## Task A
Answer these questions using the diary entries, with one answer per line, each marked like its question.
(i) What product did the writer go out to find on Thursday morning, and why?
(ii) About how many children does the crèche hold?
(iii) Which coins should be saved for the dryer?
## Task B
Write what comes next in the diary entries about settling into life abroad, picking up after their final sentence.

## Passage given
☆ ☆ ☆ ☆ ☆ ☆ ☆

Tonight I have what could tentatively be referred to as a date.  I say tentative because he is almost 30 years younger than me and I'm not entirely sure about this.  I may pull out a hanky, spit on it and wipe his face.

Thursday, 12 January 2012

Plumbing

As I walked out this morning to find some Destop to unblock my kitchenette sink, I realised I live pretty much in the red light district.  Not quite - this side of the Rue Royale is quite devoutly Muslim and the only meat is kebabs - but going down towards the Gare du Nord I was suddenly aware of pinkish striplights in the windows to my right.  And then I saw some rather fine dark brown legs. 

When you read Orwell or Hemingway or look at Brassaï's photos,  and there is the distance of some seventy or eighty years, it all seems a bit seedily glamorous and daring.  When you are trying to find your local Brico because you can't wash up, and just about everything is closed down except these little knocking-shops (and a Ladbrokes), it just seems a bit sad.  It was surprising they were open so early but there was a Best Western hotel nearby so maybe they get post-breakfast custom.


 






  

Wednesday, 11 January 2012

Sticky Situation

I got a text in the afternoon from my employer asking if I could pick the kids up and meet her at home.  No problem I dabbed back, breezily.  Except that I couldn't remember what floors of the crèche the children were on and how to find them.  Some context:  it's a crèche run for European Commission staff and there are about 300 children.  On five different floors.  And there are three colonnes which cannot easily be accessed from each other.  And the two kids are on different floors.  As I thought I wasn't picking them up on my own until next week, I didn't really pay attention to where they were...

I could have been wandering corridors with hand-print paintings forever, so I rang A.  "I'm on the fifth floor..." and it turns out that neither of the children are.  There was also a sneaking worry that I would exit with the wrong children.

All was well in the end, but remind me to pay attention next time.  Oh, and take wet wipes.  Mandarins and yoghurt go everywhere.

Laundry Notes

1. Get clothes airer from storage.  <Regards damp clothing hanging everywhere with dismay>

2. Save all 50 cent pieces for dryer.  One is not enough.

3. In the event you are unable to find more than one 50 cent piece ask someone for change, you stupid woman.  What is the worst that can happen, really.

4. When looking for an apartment, do not even consider somewhere without a washer/dryer.  You are too old to fart about all morning in a launderette.  Even if it is called Pouss-Mouss.

My room now smells of clean clothes and slightly bad shower.  Mmm.

Tuesday, 10 January 2012

Bad Language

It's interesting what scares people.  I'll happily orate about nothing in particular to a packed theatre.  I'll wander round foreign cities on my own at night.  I'll potter round isolated storage facilities on my own (I have a Stanley knife in my pocket; fancy your chances?).  And apparently I can walk out on a life of security without a backward glance.  Yet I won't go down to the communal kitchen to chat to the other residents (who are mainly English speaking from the sound of it).  And I'm terrified of going to the Commune to try and register my presence here.  I'm scared of people talking to me at bus stops because I get that stupid look as I try to unlock what they said.  It will pass, I know.  But just as when you are irrevocably awake you cannot imagine crossing into sleep, I cannot imagine crossing from confusion into linguistic competence.

☆ ☆ ☆ ☆ ☆ ☆ ☆

## Supplied records
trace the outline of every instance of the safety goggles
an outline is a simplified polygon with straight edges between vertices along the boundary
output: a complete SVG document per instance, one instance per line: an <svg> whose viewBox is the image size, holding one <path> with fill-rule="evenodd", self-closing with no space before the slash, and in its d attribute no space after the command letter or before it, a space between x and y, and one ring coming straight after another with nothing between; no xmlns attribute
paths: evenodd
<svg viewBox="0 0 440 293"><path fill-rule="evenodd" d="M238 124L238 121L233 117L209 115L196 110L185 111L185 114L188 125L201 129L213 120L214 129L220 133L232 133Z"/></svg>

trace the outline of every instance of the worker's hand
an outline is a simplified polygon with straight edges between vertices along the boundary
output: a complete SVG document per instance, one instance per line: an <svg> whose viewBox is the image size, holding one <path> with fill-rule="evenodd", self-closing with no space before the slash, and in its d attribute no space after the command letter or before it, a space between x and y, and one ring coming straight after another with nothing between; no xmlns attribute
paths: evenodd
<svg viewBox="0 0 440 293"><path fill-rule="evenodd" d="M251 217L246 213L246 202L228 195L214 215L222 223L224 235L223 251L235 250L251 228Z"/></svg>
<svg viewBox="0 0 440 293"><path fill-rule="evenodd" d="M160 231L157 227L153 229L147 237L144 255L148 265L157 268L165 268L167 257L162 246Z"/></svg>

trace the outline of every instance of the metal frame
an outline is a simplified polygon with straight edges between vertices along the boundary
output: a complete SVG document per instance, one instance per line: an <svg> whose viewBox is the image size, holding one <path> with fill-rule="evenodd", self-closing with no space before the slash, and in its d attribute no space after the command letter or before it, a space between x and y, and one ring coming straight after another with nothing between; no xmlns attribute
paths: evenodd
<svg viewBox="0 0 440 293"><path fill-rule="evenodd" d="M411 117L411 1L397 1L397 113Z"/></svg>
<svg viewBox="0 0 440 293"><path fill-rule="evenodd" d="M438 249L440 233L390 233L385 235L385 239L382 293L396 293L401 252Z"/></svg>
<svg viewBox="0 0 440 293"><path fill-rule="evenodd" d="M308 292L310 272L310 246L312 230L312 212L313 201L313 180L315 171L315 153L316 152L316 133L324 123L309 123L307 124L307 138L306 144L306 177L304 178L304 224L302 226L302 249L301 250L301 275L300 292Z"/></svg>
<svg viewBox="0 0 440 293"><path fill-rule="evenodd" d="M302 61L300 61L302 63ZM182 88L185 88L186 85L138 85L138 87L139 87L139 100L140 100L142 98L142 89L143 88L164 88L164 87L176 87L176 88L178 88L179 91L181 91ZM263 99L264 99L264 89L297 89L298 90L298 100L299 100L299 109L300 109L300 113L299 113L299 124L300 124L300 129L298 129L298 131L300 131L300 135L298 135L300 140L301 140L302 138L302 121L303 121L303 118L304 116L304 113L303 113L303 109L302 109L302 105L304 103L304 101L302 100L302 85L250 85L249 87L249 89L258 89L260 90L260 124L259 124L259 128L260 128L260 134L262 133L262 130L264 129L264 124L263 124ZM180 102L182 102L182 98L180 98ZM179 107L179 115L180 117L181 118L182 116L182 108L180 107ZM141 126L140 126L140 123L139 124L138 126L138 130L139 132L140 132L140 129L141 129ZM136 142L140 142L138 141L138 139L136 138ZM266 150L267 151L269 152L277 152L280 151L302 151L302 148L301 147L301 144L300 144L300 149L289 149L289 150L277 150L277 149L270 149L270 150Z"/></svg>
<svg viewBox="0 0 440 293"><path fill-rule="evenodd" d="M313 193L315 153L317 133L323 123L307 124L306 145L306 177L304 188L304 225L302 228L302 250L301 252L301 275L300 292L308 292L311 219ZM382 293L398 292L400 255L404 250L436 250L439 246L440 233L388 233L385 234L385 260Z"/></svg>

☆ ☆ ☆ ☆ ☆ ☆ ☆

## Task answer A
(i) Destop, to unblock the kitchenette sink.
(ii) About 300.
(iii) 50 cent pieces.

## Task answer B
It seems I need to stop being a lazy fuck in the mornings and use the time for language study instead.  There remain about six weeks before I start my morning job so an hour a day each morning would be confidence-enhancing, surely. 

I suppose that scares me: what if I can't actually learn the language.  Ultimately it would be very limiting and a bit really fucking English.





 

Monday, 9 January 2012

Métro Boulot Dodo

I read till about 4am.  This is not to be recommended before one's first day at work - thankfully I wasn't starting until the afternoon.  I am now officially working, which does make me pretty real, I believe.  Sitting on the floor with one of my gorgeous children putting wooden rings on a wooden stick, it struck me that my brain could atrophy very quickly.  But work is work and having a very small child giggling into your cheek isn't bad for a Monday.

Then, a shortish walk in the rain to the osteopath, a bluff, charming Englishman who barked "Yeah, yeah" before I got to the end of answering any question.  He showed me into a sort of cellar which had beautiful floor tiles and then gave me a good working over with Nivea.  I'm hoping this will sort out my injury.  Amusingly I came home to an email from Go Ape headed "Miss that Woodchip in your Pants Feeling?"‏  No.  Actually.

The only book left is Truman Capote's "In Cold Blood" and I'm really not sure I can stomach all that wanton bloodshed.  It may have to be Radio 4 instead on my computator.  






 

Sunday, 8 January 2012

Sunday Service

Lazy day today, as if my body knows what's ahead this week.

I met my delightful new friend S (contrary to popular belief, I do not only have friends called S) and she treated me to lunch in the Merode quartier.  Then home via my Carrefour which seems to be the only shop in this town open on a Sunday.  I'm disconcerted by this widespread Sunday closure - it reminds me of London in 1986 and I'll have to get them to change it.

Tomorrow I start actual work, and then off to the osteopath.  You know you've arrived when you get yourself an osteopath.  Unfortunately the Go Ape injury is showing no signs of going anywhere so I need someone who can crack my back back in place.

Afternoon was spent reading.  When I went to the storage place yesterday I stanley-knifed open a box above my head and reached in to get the first available reading matter.  Incidentally, am I the only person to read One Day and not be remotely moved?  Dexter is a tit and Emma's tragedy was signposted like the M1.  So I've got Don't You Want Me by India Knight and In Cold Blood by Truman Capote.  And yes, darling daughter, it was one of your boxes I opened.  Sorry about that.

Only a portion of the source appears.